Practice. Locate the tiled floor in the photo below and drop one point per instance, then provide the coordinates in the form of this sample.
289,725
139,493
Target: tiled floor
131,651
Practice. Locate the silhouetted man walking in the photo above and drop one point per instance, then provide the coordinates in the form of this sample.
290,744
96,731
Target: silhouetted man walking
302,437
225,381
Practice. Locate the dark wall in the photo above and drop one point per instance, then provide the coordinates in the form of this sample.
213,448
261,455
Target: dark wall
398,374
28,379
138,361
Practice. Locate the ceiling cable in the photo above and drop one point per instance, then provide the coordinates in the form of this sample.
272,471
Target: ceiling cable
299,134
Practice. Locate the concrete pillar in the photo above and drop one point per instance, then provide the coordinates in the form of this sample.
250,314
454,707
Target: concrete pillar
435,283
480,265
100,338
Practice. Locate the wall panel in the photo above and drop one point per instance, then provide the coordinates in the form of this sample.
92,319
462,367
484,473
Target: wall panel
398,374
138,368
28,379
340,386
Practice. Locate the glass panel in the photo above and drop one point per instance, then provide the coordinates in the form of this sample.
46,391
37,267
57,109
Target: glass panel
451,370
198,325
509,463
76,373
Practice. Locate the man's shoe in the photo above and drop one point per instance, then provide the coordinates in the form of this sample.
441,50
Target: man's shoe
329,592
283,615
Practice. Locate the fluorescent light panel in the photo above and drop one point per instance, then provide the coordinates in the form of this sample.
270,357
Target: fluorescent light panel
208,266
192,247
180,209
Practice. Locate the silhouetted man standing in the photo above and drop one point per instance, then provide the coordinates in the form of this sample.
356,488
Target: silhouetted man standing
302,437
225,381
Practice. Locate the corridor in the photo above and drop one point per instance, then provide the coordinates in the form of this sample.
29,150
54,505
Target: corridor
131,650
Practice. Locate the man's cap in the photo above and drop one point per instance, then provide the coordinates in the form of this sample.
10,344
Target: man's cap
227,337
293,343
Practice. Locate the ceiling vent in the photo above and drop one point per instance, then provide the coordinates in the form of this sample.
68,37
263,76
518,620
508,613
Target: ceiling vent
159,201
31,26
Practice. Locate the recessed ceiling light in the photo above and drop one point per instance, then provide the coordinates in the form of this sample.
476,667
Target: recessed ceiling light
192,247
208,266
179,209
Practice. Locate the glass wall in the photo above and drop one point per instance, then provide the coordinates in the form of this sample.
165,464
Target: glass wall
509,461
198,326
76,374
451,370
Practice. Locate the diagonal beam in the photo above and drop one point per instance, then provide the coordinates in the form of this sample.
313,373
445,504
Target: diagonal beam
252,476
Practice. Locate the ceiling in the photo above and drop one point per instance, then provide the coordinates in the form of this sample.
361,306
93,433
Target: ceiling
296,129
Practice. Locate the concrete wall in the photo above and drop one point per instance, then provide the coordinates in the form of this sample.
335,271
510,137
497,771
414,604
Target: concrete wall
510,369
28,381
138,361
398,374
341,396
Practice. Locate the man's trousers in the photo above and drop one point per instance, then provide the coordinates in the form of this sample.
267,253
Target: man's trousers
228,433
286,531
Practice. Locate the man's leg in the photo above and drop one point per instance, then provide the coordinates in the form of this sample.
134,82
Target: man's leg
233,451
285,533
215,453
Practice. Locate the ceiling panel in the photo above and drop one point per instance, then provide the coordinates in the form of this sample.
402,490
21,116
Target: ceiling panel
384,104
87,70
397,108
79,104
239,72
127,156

CHALLENGE |
Copy out every one of the entries above word for word, without changing anything.

TASK SOLUTION |
Practice. Locate the tiled floor in the photo below and drop one point per instance, then provide the coordinates in the form of this sample.
289,725
139,493
Target: tiled floor
131,651
Practice. Locate the silhouetted man walking in the photo above and drop one point per instance, then provide the coordinates in the form of this sample.
290,744
96,731
Target: silhouetted man walking
302,437
225,381
Practice. Locate the dark wall in the photo above and drop one point per instance, then provide the coordinates in the form of this sample.
213,448
261,455
Target: dark wall
398,374
28,379
138,361
Practice. Locate the ceiling cable in the photo above and drop one point per instance, then provide the coordinates in the form of this sample.
272,471
Target: ceiling cable
299,134
Practice. Locate the concrete pillar in the photo above and drop one point per instance, then provide the coordinates in the form of this sample.
250,314
454,707
Target: concrete pillar
435,283
480,265
100,338
Practice. Locate the wall panel in the photo above and drop one point per instance, then provide the coordinates in the form of this sample.
92,319
462,367
484,473
Target: wall panel
398,374
138,368
28,379
340,386
Practice. Locate the glass panel in the photo above and drop one point per instance, then provide the coordinates in the form of this sample.
46,391
37,267
57,109
Target: glass panel
451,370
198,325
509,463
76,373
Practice. Locate the man's shoe in the photo above and drop one point per instance, then provide the coordinates in the form of this sample.
441,50
Target: man's shoe
329,592
283,615
Practice. Locate the fluorescent light panel in the photo above and drop one point per instance, then provide the coordinates in the form of this sample.
270,357
Target: fluorescent light panel
208,266
192,247
180,209
Practice. Locate the silhouetted man standing in the photo above and drop one point per instance, then provide the coordinates in the form of this sample.
356,488
Target: silhouetted man standing
302,437
225,381
Practice. Locate the corridor in the photo above and drop one point per instance, then provide the coordinates in the form of this sample.
29,150
54,505
Target: corridor
131,650
Practice. Locate the man's cap in the photo above and drop one point per instance, then provide the coordinates in the form of this sample.
10,344
Target: man's cap
227,337
293,343
Practice. Locate the ceiling vent in the photo above and drop one point per instance, then provide the coordinates in the form of this sample.
68,37
263,76
518,620
508,613
Target: ceiling vent
159,201
31,26
Practice. Locate the recessed ceiling light in the photo above and drop one point per instance, then provide the coordinates in the form of this sample.
476,667
Target: recessed ceiling light
192,247
208,266
179,209
Practice. Locate the glass wall in the photo above and drop one point per instance, then provide the coordinates in the form of this sample.
165,464
Target: glass wall
509,461
198,326
76,374
451,370
Practice. Locate the diagonal beam in the photo above and drop one point per instance, then provide the coordinates in the form of this sample.
313,373
445,504
Target: diagonal beam
252,476
Practice. Locate the ceiling in the photo above and drop one point per instance, then provide the coordinates in the form of this sample.
361,306
93,433
Target: ceiling
296,129
Practice. Locate the concrete wall in the photo above and drop one point per instance, then provide the coordinates in the form of this sample.
335,271
510,137
497,771
414,604
Target: concrete wall
510,369
28,381
138,361
398,374
341,396
Practice. Locate the man's trousers in the photo above and drop one point per instance, then provide the coordinates in the form of this sample.
267,253
Target: man's trousers
228,433
286,531
Practice. Locate the man's leg in the photo above and drop one point per instance, then provide the coordinates in the form of this sample.
134,82
Target: man's leg
233,451
285,533
215,453
Practice. Locate the ceiling panel in the photo above and drop one point per instance, then provide the coordinates in the form of this sample.
402,490
21,116
Target: ceiling panel
384,104
87,70
397,108
79,104
239,72
127,156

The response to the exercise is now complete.